Page excerpt:
※ ※ ※

Expenses of $7.4 million increased 62% in third quarter 2019 compared with third quarter 2018 led largely by higher interest expenses, which rose 181% compared with third quarter 2018 in connection with increased stock borrowing and lending activity. Partly offsetting this increase was lower selling, general and administrative expense, lower employee compensation and benefits expense and lower selling, general and administrative expense.
- Interest expense increased 181% in third quarter 2019 compared with third quarter 2018 in connection with increased stock borrowing and lending activity this quarter.
- Selling, general and administrative costs decreased 28% in third quarter 2019 compared with third quarter 2018 largely due to lower clearing and settlement costs in connection with reduced retail client trading volumes at Richardson GMP.
Income (loss) before income taxes
Operations Clearing reported net income before income taxes of $0.5 million in third quarter 2019 compared with net income before income taxes of $0.7 million in third quarter 2018.
• Wealth Management reported income before income taxes of $1.2 million in third quarter 2019 compared with income before income taxes of $1.0 million in third quarter 2018 largely reflecting an increase in GMP's share of Richardson GMP's net income, which was $0.6 million and $0.5 million in third quarter 2019 and third quarter 2018, respectively.
Richardson GMP Highlights
The following information sets forth an overview of the consolidated financial results of Richardson GMP, on a 100% basis; noting, however, that GMP owns an approximate 34.4% non-controlling interest of Richardson GMP as at September 30, 2019.
• Revenue decreased 6% to $66.9 million, primarily due to lower commission and lower interest revenue. Investment management fees rose third quarter 2019 compared with the same period a year ago.
• Total expenses decreased 7% in third quarter 2019 compared with third quarter 2018, largely reflecting lower variable compensation expense commensurate with weaker revenue generation, lower investment advisor transition assistance, and lower selling, general and administrative expense resulting from reduced carrying broker and other administrative service fee charged to Richardson GMP by GMP in the provision of Type 2 carrying broker services.
• Adjusted EBITDA2 was $12.2 million, up from $10.4 million in third quarter 2018.
• AUA was $28.6 billion as at September 30, 2019.
2. Considered to be a non-GAAP financial measure. This data should be read in conjunction with the “Supplemental Information” section at the end of this press release and in the Third Quarter 2019 MD&A.
On November 7, 2019, the board of directors of GMP (the Board) approved a quarterly cash dividend of $0.025 per common share, payable on December 31, 2019, to common shareholders of record on December 16, 2019.

※ ※ ※

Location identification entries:
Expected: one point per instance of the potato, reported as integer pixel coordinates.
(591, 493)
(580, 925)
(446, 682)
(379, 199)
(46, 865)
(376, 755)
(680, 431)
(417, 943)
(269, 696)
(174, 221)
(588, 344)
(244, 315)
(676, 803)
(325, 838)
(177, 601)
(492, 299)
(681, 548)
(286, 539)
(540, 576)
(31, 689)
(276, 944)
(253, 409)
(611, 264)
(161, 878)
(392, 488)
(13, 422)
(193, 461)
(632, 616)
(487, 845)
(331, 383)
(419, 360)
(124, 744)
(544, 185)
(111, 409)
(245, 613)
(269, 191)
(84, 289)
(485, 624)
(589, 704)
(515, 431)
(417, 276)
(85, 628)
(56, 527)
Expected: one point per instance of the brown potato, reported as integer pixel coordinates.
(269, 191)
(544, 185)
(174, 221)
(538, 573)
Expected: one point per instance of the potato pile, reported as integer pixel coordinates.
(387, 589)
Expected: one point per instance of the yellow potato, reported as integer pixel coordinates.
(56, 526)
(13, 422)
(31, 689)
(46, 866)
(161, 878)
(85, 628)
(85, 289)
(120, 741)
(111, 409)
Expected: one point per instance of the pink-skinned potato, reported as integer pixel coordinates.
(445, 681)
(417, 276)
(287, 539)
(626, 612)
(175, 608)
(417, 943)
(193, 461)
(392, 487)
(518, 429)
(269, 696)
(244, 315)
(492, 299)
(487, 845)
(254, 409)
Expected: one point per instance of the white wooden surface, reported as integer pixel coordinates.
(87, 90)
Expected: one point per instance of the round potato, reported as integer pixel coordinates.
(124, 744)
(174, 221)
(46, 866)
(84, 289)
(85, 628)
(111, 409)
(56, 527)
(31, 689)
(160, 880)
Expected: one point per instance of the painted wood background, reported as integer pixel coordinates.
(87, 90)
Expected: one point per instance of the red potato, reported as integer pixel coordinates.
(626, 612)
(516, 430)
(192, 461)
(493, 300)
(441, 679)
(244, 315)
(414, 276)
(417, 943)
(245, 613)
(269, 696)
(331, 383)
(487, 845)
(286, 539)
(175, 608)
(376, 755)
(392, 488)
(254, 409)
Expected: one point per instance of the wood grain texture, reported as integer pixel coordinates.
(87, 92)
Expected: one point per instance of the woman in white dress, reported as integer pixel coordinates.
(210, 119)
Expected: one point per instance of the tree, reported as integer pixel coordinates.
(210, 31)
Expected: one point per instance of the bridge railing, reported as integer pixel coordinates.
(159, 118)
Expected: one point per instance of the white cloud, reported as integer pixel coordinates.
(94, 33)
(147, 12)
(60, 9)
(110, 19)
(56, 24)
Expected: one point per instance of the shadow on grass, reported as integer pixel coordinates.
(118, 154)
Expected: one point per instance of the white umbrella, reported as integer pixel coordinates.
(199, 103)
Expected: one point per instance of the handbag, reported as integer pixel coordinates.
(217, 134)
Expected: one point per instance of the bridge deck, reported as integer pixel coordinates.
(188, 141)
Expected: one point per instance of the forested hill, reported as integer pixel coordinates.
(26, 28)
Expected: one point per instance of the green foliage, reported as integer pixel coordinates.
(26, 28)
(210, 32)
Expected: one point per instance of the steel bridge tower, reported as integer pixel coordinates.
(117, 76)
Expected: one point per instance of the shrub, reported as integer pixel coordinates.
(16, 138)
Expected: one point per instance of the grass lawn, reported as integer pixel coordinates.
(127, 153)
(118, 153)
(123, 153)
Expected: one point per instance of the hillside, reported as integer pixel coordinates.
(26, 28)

※ ※ ※

What to work on:
1 > Answer these questions from the press release excerpt:
(a) By what percentage did interest expense increase in third quarter 2019 compared with third quarter 2018?
(b) What approximate non-controlling interest in Richardson GMP did GMP own as at September 30, 2019?
(c) What quarterly cash dividend per common share did the Board approve?
2 > Update the records in the stretch from the line containing "Expected: one point per instance of the tree, reported" through the end of the records by replacing "shrub" with "bush", keeping everything else the same. Return only those lines.
The records are unrelated to the press release excerpt.

Solutions by task:
1 >
(a) 181%
(b) About 34.4%
(c) $0.025 per common share

2 >
Expected: one point per instance of the tree, reported as integer pixel coordinates.
(210, 31)
Expected: one point per instance of the bridge railing, reported as integer pixel coordinates.
(159, 118)
Expected: one point per instance of the white cloud, reported as integer pixel coordinates.
(94, 33)
(147, 12)
(60, 9)
(110, 19)
(56, 24)
Expected: one point per instance of the shadow on grass, reported as integer pixel coordinates.
(118, 154)
Expected: one point per instance of the white umbrella, reported as integer pixel coordinates.
(199, 103)
Expected: one point per instance of the handbag, reported as integer pixel coordinates.
(217, 134)
Expected: one point per instance of the bridge deck, reported as integer pixel coordinates.
(188, 141)
Expected: one point per instance of the forested hill, reported as integer pixel coordinates.
(26, 28)
Expected: one point per instance of the green foliage, reported as integer pixel coordinates.
(26, 28)
(210, 32)
Expected: one point per instance of the steel bridge tower, reported as integer pixel coordinates.
(117, 76)
Expected: one point per instance of the bush, reported as integer pixel coordinates.
(16, 138)
Expected: one point per instance of the grass lawn, reported as integer pixel coordinates.
(127, 153)
(118, 153)
(123, 153)
Expected: one point per instance of the hillside, reported as integer pixel coordinates.
(26, 28)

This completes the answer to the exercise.